Text to read ::
^^^^^^^^

March 21st, 2009 by Fi Bendall

Today business has to prepare itself for the biggest shift in society since the post-war era. Sounds dramatic! It is!

We are now living in a world where information is at our fingertips literally and there is little control of what we can discuss, find out about and decide upon. We can lobby government directly, we can organically build huge armies of activists for or against organisations, and we can demand change because we now have the ability to do so through a wired connected world.

This has a huge impact on business, many whom are still operating within archaic rules that have not caught up with social aspects of the web. Take ASIC and financial institutions, if a bank posts a comment back to an article on a blog page, is it advertising and promotion, therefore requires a product disclaimer? I know legal teams with opposing views on this.

What about an employee’s personal social media habits and the opportunity to bring a business in disrepute, there have been various reports going back to January 2005, in the first case of its kind in the UK, blogger Joe Gordon from Edinburgh was been sacked by his employer Waterstone’s for a few mildly negative comments he made about his job on his satirical blog, The Woolamaloo Gazette to recently Virgin Atlantic sacking 13 employees for their activity on Facebook.

^^^^^^^^

(Detection annotation records)
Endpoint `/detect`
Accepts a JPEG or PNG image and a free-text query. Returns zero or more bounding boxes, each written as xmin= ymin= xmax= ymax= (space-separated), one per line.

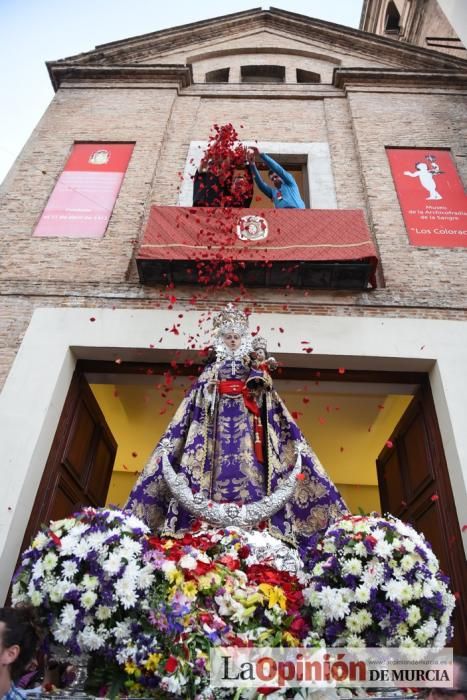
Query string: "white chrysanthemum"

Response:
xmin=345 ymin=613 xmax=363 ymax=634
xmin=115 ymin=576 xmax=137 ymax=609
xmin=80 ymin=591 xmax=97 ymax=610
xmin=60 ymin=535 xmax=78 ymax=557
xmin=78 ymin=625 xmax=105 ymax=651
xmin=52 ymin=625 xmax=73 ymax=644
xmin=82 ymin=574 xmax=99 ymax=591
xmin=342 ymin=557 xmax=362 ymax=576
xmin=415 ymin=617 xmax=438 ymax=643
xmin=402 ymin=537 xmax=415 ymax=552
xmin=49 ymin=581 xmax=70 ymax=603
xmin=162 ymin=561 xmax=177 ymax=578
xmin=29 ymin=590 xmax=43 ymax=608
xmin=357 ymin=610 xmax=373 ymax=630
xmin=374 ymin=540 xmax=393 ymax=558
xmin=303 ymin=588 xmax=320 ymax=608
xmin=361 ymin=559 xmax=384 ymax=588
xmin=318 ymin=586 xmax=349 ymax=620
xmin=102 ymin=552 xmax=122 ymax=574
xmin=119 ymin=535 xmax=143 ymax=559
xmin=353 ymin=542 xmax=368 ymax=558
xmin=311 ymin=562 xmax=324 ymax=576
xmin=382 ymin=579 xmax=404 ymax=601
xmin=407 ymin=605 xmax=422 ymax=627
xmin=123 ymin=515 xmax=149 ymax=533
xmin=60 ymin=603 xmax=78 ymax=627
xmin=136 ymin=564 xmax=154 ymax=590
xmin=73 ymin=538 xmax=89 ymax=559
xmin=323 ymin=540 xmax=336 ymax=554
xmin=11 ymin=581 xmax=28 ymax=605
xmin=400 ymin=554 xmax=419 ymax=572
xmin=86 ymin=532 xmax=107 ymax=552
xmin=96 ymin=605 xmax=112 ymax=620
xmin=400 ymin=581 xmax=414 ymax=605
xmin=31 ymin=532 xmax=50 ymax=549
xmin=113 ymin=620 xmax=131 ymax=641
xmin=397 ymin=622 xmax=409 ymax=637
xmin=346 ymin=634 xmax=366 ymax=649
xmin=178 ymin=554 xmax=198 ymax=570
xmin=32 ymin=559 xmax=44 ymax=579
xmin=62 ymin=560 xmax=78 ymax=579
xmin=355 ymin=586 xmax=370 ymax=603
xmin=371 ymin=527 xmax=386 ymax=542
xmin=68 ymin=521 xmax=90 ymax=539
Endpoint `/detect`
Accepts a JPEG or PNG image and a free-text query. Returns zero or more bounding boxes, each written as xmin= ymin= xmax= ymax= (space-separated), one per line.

^^^^^^^^

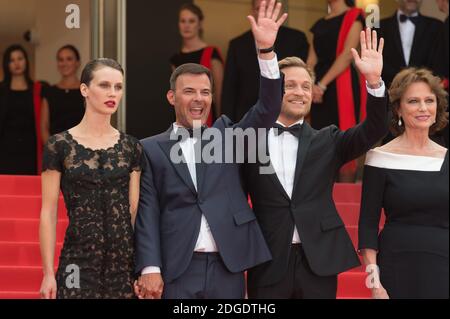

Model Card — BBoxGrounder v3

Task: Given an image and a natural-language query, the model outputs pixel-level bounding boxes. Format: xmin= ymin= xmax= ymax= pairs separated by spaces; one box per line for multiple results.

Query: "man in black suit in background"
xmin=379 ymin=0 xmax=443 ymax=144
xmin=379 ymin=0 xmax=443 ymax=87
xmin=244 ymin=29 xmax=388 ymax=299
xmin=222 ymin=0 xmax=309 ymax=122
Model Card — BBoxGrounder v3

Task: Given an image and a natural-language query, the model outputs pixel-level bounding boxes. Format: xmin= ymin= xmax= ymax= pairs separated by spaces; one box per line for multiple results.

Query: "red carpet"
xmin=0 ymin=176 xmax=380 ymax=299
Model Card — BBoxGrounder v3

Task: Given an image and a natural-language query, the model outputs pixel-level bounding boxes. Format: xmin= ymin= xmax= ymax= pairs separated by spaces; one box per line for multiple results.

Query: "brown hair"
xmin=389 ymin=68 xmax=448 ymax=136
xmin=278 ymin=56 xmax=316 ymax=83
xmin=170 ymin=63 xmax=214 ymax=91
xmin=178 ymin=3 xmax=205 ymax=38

^^^^^^^^

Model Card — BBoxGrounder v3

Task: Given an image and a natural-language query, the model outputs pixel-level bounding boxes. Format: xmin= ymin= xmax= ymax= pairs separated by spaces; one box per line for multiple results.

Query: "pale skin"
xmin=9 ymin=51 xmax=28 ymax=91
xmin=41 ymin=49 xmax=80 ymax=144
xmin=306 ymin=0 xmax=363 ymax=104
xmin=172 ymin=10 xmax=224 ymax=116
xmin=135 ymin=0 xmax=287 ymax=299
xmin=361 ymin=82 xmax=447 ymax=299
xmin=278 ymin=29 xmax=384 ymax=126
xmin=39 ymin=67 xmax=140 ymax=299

^^^^^^^^

Set task 1 :: From the post on business and social media, list each thing it says "we can" do in a wired connected world.
Set task 2 ::
Answer these from the post on business and social media:
(a) On what date was it posted?
(b) What was the name of Joe Gordon's satirical blog?
(c) How many employees did Virgin Atlantic sack for their activity on Facebook?
Set task 3 :: Resume the post on business and social media after its last sentence.

Expected answer 1 ::
- Lobby government directly
- Organically build huge armies of activists for or against organisations
- Demand change

Expected answer 2 ::
(a) March 21st, 2009
(b) The Woolamaloo Gazette
(c) 13

Expected answer 3 ::
The Challenge for Corporate Affairs and Legal in Business

• No alignment between the online environment and the business with little or no governance procedures

• The organisation is ineffective to understand the new economic order

• There are financial and reputational risks associated with consumer generated content and social media which business is failing to grasp until it is too late due to a lack of understanding

• Issues with managing conflicts of interest between legal and corporate affairs and marketing in the new social channel

• Understanding privacy requirements

• Inadequate business continuity regarding online reputation management

Solutions

•  First understand what social media is, by using it. Various consultants offer training workshops and getting training across your overall organisation is critical. The training should be live and experiential not death by power point

• Do research so you can understand what is going online in social media channels in respect of your brand and reputation.  Again there are specialists who offer these services.
• Adopt a single online governance approach, which includes a single view and approach of the key governance activities.

• Produce a risk policy plan for marketing teams to provide best practice guidelines when they deploy social media strategies

• Produce a HR policy on staff using social media channels personally to minimise risk to their affecting your reputation as an employee

• Continually monitor the social media channels and adapt your policies accordingly.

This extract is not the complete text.